[Source text]

The Children Act 1989 Guidance and Regulations - Volume 2: Care Planning, Placement and Case Review


Barnardo’s Leeds Advocacy


In August 2021, information contained in this procedure was reviewed and updated throughout.


CAPTION: contents list
1. Advocates
  1.1 Duties of an Advocate
2. Independent Visitors
2.1 When to Appoint
2.2 Independent Visitors for Care Leavers
2.3 Recruitment, Training and Expenses
2.4 Role and Duties of the Independent Visitor
2.5 Expenses
2.6 Review and Termination of Appointment

1. Advocates

The rights of Looked After Children to have a say in decisions about their lives is enshrined in the United Nations Convention on the Rights of the Child and in the Children Act 1989. Before making any decision with respect to a child who the local authority is looking after or proposing to look after, the authority must ascertain the wishes and feelings of the child. Where children have difficulty in expressing their wishes or feelings about any decisions made about them, or where the child's wishes conflict with the care provider around a specific decision, consideration must be given to securing the support of an Advocate.

An Advocate should also be offered where a child wishes to be represented at a meeting (for example a Looked After Review) or assisted in making a complaint or bringing a matter to the attention of the care provider, the local authority or the Regulatory Authority.

Information must be provided to all Looked After Children about how they can gain access to a suitably skilled Independent Advocate.

This information should be included in the Children's Guide or provided to them at any time by their social worker or Independent Reviewing Officer especially where their wishes and feelings may not be in accordance with plans being made for them. Information should be available in a range of accessible formats.

Children should be supported in accessing an Advocate, for example by a referral from their social worker, carer or another professional. Particular consideration needs to be given to the needs of disabled children, very young children, children placed out of the local authority area and those with complex communication needs who need the support of an advocate.

1.1 Duties of an Advocate

An Advocate's role is to promote children and young people's central involvement in decisions affecting their lives. The nature of support advocacy provides varies considerably as it is dependent upon each local authority's commissioning arrangements but every service follows these core principles:

  • The Advocate should not be directive or judgmental but should help the young person to express their views;
  • Young people should be offered full information in expressing their views;
  • Young people should decide upon the best course of action;
  • The advocate should always remain fully supportive of the young person.

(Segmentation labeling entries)
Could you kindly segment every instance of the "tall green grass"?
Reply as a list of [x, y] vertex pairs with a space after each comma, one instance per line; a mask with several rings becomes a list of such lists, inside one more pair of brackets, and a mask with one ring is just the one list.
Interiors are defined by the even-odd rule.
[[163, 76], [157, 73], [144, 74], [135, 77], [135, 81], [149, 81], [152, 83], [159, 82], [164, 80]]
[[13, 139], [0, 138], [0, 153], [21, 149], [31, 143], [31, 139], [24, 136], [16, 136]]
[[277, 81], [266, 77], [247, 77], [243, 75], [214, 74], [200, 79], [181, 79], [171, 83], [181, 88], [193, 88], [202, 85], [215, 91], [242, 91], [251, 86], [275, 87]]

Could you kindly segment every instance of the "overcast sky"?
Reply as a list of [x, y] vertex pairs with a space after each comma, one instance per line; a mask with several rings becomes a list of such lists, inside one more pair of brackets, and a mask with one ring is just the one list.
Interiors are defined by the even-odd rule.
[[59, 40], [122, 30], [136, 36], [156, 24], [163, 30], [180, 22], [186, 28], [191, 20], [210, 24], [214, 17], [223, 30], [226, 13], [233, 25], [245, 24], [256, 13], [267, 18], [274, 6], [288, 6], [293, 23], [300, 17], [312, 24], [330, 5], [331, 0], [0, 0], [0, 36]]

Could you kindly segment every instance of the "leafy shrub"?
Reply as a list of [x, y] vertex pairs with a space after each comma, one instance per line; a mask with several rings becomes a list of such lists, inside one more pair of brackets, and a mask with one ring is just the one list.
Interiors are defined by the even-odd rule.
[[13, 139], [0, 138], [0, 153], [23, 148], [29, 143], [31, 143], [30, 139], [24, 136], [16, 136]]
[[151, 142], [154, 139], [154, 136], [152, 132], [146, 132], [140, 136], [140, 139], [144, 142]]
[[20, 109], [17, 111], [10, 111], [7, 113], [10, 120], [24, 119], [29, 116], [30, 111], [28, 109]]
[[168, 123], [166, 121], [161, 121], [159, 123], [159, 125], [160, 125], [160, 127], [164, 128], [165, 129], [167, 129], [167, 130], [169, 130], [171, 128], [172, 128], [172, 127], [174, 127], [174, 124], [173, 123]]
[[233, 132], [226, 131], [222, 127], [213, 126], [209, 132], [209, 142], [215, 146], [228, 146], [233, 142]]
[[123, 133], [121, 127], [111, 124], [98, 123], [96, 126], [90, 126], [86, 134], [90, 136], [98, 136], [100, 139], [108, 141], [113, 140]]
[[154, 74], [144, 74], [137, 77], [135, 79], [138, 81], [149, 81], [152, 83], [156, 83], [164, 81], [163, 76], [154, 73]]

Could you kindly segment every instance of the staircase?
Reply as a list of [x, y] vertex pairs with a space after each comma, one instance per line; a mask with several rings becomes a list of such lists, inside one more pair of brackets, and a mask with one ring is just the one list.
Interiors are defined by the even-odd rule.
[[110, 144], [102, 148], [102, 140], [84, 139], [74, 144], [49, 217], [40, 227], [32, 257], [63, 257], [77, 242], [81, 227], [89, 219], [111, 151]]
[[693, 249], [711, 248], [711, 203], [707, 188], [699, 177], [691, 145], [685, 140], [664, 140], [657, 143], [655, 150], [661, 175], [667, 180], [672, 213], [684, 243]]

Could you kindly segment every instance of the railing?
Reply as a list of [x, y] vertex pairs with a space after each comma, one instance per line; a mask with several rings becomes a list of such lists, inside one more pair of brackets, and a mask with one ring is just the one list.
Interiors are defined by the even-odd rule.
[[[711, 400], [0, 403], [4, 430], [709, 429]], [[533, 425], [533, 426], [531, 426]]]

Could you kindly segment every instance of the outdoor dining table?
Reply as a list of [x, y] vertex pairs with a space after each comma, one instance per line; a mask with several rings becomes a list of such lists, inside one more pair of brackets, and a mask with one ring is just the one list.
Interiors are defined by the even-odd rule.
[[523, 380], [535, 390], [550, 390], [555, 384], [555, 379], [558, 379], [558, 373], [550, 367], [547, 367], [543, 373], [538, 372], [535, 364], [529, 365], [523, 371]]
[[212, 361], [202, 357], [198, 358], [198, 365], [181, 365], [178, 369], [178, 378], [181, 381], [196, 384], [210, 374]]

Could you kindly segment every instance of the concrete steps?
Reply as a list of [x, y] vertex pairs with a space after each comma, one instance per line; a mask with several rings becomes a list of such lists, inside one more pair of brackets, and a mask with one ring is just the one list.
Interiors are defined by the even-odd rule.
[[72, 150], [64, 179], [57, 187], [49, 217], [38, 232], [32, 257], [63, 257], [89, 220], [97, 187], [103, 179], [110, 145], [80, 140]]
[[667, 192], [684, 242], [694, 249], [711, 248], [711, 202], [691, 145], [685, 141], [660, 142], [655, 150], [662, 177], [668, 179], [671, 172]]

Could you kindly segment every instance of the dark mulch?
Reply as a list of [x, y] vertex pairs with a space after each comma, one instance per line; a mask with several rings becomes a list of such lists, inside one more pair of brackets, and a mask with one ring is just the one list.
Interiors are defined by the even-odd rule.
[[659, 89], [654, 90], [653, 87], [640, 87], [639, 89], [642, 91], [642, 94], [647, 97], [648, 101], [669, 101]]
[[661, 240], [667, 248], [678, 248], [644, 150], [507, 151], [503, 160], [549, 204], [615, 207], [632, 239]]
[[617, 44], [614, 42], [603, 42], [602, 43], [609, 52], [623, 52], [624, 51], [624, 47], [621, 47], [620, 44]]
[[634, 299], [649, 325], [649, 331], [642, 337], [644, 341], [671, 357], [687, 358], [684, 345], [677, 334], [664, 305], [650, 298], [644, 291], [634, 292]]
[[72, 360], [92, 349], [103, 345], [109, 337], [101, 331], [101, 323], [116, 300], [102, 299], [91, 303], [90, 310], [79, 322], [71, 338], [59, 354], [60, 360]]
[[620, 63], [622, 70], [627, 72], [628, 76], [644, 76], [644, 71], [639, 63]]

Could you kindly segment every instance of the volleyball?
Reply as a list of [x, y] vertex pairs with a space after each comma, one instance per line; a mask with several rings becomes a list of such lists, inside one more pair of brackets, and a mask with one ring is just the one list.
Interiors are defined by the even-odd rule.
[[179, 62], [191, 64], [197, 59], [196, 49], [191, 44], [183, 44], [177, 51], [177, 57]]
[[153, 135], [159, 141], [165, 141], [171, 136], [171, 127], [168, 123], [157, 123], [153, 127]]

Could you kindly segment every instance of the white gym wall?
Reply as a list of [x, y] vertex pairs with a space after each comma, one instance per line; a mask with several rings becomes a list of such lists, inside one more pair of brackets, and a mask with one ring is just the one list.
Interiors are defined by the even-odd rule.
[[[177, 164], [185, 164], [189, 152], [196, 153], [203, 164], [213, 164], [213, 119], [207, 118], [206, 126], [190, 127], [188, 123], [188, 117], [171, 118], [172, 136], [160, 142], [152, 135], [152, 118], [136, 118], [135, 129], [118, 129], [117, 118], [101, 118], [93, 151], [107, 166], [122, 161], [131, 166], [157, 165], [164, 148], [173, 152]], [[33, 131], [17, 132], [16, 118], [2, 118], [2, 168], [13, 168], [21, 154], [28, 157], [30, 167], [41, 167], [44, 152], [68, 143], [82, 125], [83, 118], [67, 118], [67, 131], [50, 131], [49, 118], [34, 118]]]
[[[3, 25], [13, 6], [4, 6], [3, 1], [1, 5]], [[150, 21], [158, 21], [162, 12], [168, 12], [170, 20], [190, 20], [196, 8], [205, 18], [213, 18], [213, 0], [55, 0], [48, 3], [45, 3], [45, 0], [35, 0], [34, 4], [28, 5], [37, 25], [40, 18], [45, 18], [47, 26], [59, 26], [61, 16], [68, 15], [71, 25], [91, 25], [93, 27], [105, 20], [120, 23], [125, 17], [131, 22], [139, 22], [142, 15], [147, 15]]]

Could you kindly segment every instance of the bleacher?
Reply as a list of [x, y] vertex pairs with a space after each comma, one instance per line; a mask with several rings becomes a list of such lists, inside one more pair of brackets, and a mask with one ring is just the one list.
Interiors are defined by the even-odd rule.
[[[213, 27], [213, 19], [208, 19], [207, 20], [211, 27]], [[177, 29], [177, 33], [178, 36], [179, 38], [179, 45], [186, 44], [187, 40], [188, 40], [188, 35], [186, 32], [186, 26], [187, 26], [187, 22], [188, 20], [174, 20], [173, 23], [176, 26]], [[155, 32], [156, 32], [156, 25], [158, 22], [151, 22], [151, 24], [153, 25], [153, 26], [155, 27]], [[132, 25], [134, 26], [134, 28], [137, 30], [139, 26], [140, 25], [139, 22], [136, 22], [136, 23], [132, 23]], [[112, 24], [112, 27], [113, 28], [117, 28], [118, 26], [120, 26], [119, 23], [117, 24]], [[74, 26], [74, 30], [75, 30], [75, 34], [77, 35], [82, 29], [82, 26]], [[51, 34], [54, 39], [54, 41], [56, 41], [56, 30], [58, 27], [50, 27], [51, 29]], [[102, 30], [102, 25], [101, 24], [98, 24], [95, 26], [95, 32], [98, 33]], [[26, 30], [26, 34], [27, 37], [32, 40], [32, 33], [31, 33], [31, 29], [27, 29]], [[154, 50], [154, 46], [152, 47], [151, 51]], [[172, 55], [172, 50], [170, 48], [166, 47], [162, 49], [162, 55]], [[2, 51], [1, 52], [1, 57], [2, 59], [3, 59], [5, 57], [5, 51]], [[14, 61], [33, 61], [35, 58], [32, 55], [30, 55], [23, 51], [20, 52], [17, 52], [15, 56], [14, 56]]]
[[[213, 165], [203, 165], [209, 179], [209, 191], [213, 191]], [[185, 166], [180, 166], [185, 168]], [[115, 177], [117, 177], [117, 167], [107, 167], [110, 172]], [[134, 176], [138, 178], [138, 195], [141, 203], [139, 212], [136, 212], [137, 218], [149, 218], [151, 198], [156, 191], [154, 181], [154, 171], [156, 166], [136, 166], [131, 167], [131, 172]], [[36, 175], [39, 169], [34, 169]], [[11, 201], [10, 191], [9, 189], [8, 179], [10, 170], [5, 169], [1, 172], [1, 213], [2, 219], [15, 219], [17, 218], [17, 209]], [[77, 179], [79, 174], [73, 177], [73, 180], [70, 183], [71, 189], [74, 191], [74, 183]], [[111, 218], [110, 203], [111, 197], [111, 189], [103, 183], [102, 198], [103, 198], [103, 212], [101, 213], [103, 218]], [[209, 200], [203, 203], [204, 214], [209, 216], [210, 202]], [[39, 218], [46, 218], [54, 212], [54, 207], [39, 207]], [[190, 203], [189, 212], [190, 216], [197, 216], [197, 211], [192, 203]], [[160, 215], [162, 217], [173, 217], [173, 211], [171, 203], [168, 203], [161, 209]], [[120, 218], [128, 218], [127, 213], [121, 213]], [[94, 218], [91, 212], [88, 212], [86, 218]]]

[To do]
1) According to the advocacy guidance, which groups of children need particular consideration when they need an advocate's support? List every group named.
2) Turn the paragraph of the advocacy guidance that begins "An Advocate should also be offered" into a short bulleted list of the situations in which an Advocate should be offered.
3) Answer these questions using the advocacy guidance:
(a) In what month and year was the procedure reviewed and updated?
(b) Which two instruments enshrine the right of Looked After Children to have a say in decisions about their lives?
(c) In which document should information on accessing an Independent Advocate be included?

[Outputs for the tasks]
1)
- Disabled children
- Very young children
- Children placed out of the local authority area
- Children with complex communication needs

2)
An Advocate should be offered when a child wishes to:
- be represented at a meeting, such as a Looked After Review
- get help making a complaint
- get help bringing a matter to the attention of the care provider, the local authority or the Regulatory Authority

3)
(a) August 2021
(b) The United Nations Convention on the Rights of the Child and the Children Act 1989
(c) The Children's Guide